<<<<

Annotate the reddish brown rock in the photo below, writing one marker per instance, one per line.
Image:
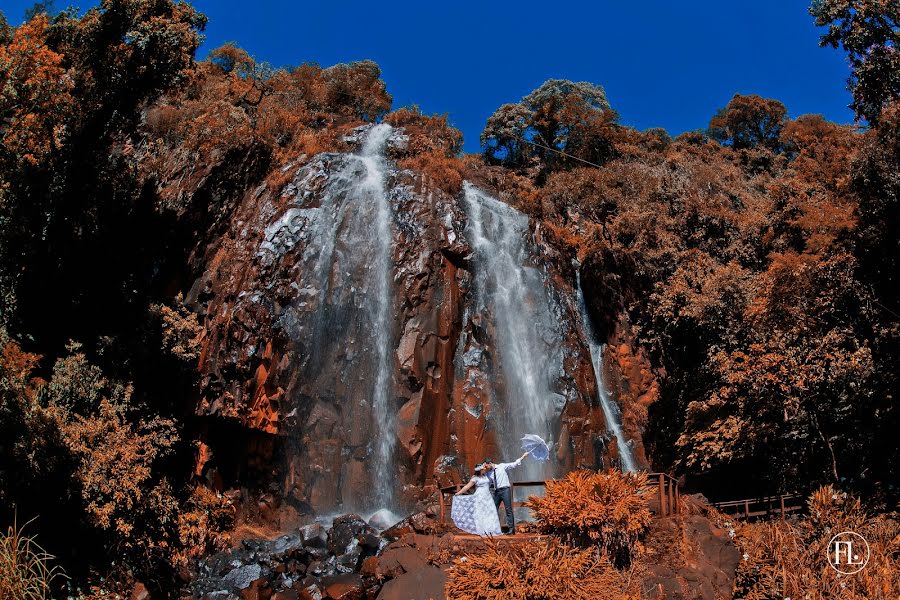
(310, 418)
(422, 584)
(396, 561)
(348, 586)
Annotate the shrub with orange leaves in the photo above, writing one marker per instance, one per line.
(203, 525)
(607, 509)
(540, 570)
(785, 559)
(432, 149)
(35, 95)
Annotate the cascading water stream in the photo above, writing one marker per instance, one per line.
(372, 157)
(512, 294)
(341, 317)
(610, 410)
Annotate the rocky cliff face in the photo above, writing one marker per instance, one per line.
(299, 358)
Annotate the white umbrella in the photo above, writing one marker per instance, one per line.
(535, 446)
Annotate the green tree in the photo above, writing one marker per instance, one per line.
(868, 31)
(748, 122)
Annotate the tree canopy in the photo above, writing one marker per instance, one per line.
(868, 31)
(560, 115)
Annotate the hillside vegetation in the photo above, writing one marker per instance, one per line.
(756, 259)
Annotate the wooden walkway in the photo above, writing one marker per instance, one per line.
(664, 501)
(763, 507)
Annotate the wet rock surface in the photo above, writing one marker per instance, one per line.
(287, 350)
(348, 561)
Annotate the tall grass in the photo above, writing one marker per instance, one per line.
(26, 572)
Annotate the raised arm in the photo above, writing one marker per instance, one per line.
(466, 487)
(515, 463)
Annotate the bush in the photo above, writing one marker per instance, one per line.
(538, 571)
(788, 560)
(25, 569)
(203, 525)
(607, 509)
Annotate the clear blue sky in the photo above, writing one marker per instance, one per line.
(663, 63)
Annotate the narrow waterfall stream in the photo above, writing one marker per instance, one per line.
(511, 294)
(611, 412)
(372, 157)
(341, 315)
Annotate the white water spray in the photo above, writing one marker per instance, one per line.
(372, 157)
(610, 410)
(341, 317)
(511, 292)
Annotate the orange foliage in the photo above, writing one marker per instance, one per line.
(35, 94)
(607, 509)
(785, 559)
(539, 571)
(203, 525)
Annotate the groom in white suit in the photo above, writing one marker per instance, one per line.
(500, 488)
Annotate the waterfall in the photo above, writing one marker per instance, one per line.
(340, 318)
(610, 410)
(512, 295)
(373, 158)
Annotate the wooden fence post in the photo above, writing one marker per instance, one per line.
(671, 483)
(662, 495)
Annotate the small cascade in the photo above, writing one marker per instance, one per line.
(611, 411)
(512, 296)
(373, 158)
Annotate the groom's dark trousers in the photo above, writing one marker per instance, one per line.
(504, 495)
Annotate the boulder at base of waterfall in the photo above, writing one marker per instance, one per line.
(397, 561)
(314, 535)
(348, 586)
(421, 584)
(383, 519)
(346, 530)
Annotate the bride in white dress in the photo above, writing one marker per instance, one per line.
(476, 513)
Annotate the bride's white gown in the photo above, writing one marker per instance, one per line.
(476, 513)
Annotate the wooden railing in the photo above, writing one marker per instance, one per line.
(667, 494)
(667, 497)
(767, 506)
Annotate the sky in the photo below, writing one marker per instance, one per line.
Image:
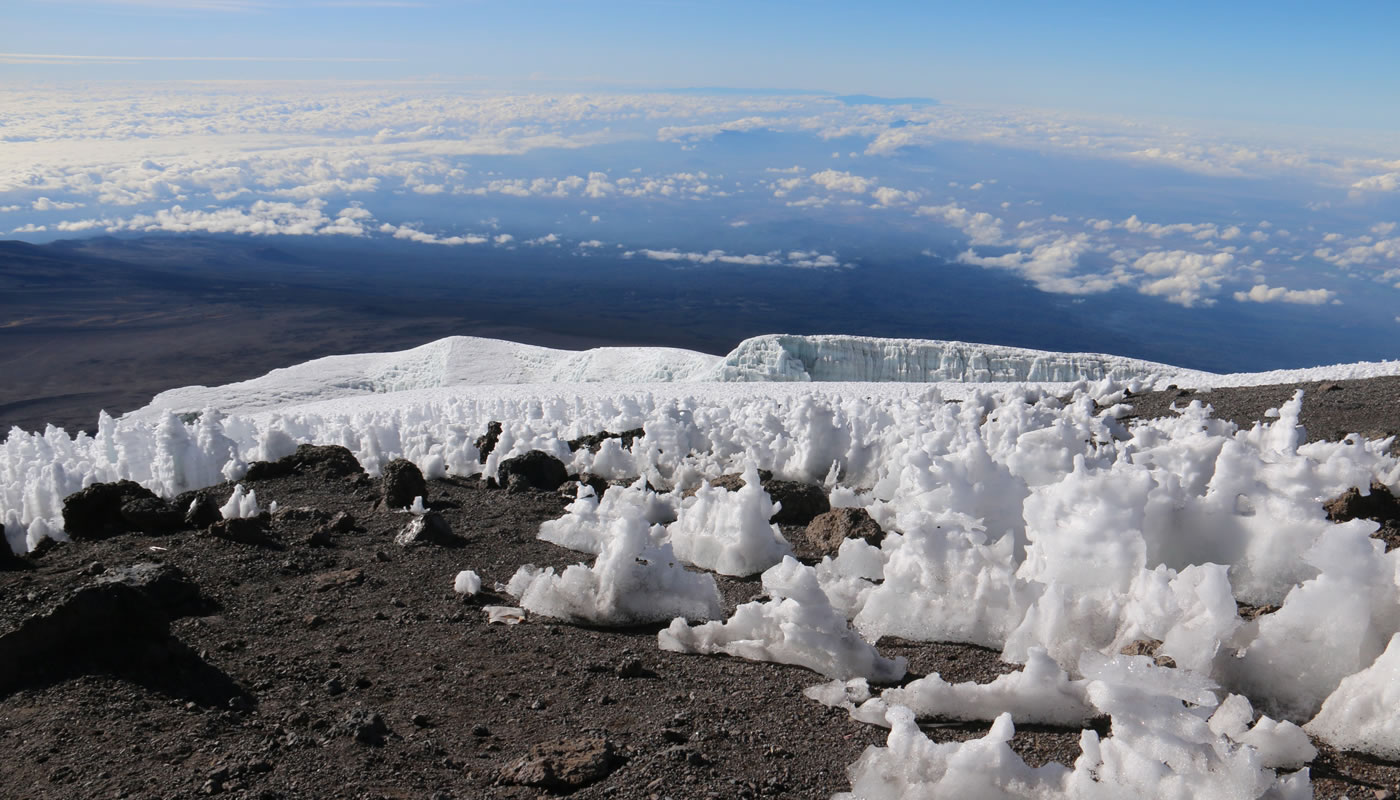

>>>>

**Exercise brief:** Format every line of the records above as a Markdown table with the columns Row and Text, where Row holds a running number and Text holds the line, and skip any blank lines. Leave the pictures out of the table.

**Correct response:**
| Row | Text |
|---|---|
| 1 | Annotate the reddish brown rock in the photo below, writing one marker per instance, one per line. |
| 2 | Image: |
| 3 | (310, 418) |
| 4 | (422, 584) |
| 5 | (396, 561) |
| 6 | (348, 586) |
| 7 | Annotate the shrub with orange leaves in the photo above, writing one marker per instance, one per line. |
| 8 | (203, 525) |
| 9 | (607, 509) |
| 10 | (540, 570) |
| 11 | (785, 559) |
| 12 | (432, 149) |
| 13 | (35, 95) |
| 14 | Annotate the cascading water stream in the photo above, writing one marker per instance, one per line. |
| 15 | (372, 157) |
| 16 | (512, 294) |
| 17 | (341, 317) |
| 18 | (610, 410) |
| 19 | Annotate the rocky cliff face in the photo above, writing one marker per instance, one per line. |
| 20 | (299, 358) |
| 21 | Annotate the white umbrella in the photo above, writing one marker per instance, one per line. |
| 22 | (535, 446) |
| 23 | Annotate the green tree in the photo above, writing one marker per instance, one per line. |
| 24 | (868, 31) |
| 25 | (748, 122) |
| 26 | Annotate the tree canopy in the photo above, writing one marker per instance, one per line. |
| 27 | (868, 31) |
| 28 | (560, 115) |
| 29 | Annotate the hillside vegetation in the photo above, writing one marker per instance, one per line. |
| 30 | (756, 259) |
| 31 | Annotate the wooden walkway in the photo above, writing one marker per instance, one per line. |
| 32 | (664, 501) |
| 33 | (763, 507) |
| 34 | Annotate the wet rock surface in the photo above, writing one marker per instance, one per line. |
| 35 | (287, 350) |
| 36 | (348, 561) |
| 37 | Annotate the tall grass in the photo above, writing one marker per instance, one per line. |
| 38 | (26, 572) |
| 39 | Annotate the raised arm in the photo above, writing one marker per instance, one per line. |
| 40 | (466, 487) |
| 41 | (515, 463) |
| 42 | Annotate the bush in the photo above, writing one marker per instance, one per line. |
| 43 | (538, 571) |
| 44 | (788, 560) |
| 45 | (25, 569) |
| 46 | (203, 525) |
| 47 | (607, 509) |
| 48 | Annotate the clear blue sky in the photo above, writing one marker per instance, one per line. |
| 49 | (663, 63) |
| 50 | Annotate the narrow waterfall stream in the photo above, writing one marker per instance, one per line. |
| 51 | (511, 294) |
| 52 | (611, 412) |
| 53 | (372, 157) |
| 54 | (341, 315) |
| 55 | Annotate the white water spray in the photo above, writing one marker per instance, one per line. |
| 56 | (372, 157) |
| 57 | (610, 410) |
| 58 | (341, 317) |
| 59 | (511, 292) |
| 60 | Annotate the orange foliage in the photo above, writing one marker per instance, one per line. |
| 61 | (35, 94) |
| 62 | (607, 509) |
| 63 | (785, 559) |
| 64 | (539, 571) |
| 65 | (203, 525) |
| 66 | Annotate the groom in white suit in the photo above, writing one marker per instance, one per line. |
| 67 | (500, 488) |
| 68 | Annotate the waterfall in the photo above, writing one marker per instance, one per line. |
| 69 | (340, 318) |
| 70 | (610, 410) |
| 71 | (512, 295) |
| 72 | (373, 158) |
| 73 | Annotate the wooden fence post in the photo above, writing one marker per instance, one per line. |
| 74 | (671, 483) |
| 75 | (662, 495) |
| 76 | Annotate the small cascade in the photo above, writing one marker per instance, one per line. |
| 77 | (611, 411) |
| 78 | (512, 296) |
| 79 | (373, 158) |
| 80 | Annotate the groom's dark trousers in the photo above, writing one marker per instance, one per line. |
| 81 | (504, 495) |
| 82 | Annotate the boulder at base of waterfall in the photo above, writing one marker per instance, one per line. |
| 83 | (397, 561) |
| 84 | (314, 535) |
| 85 | (348, 586) |
| 86 | (421, 584) |
| 87 | (383, 519) |
| 88 | (346, 530) |
| 89 | Annotate the bride in white dress in the photo above, writing one marker per instance, one per line. |
| 90 | (476, 513) |
| 91 | Annotate the bride's white gown in the photo above, writing one marker per instance, one per line. |
| 92 | (476, 513) |
| 93 | Annotate the wooden railing in the photo above, writing one marker per instance, one per line. |
| 94 | (667, 494) |
| 95 | (667, 497) |
| 96 | (767, 506) |
| 97 | Annotate the sky in the photo below, writing one marker per instance, one per line. |
| 98 | Image: |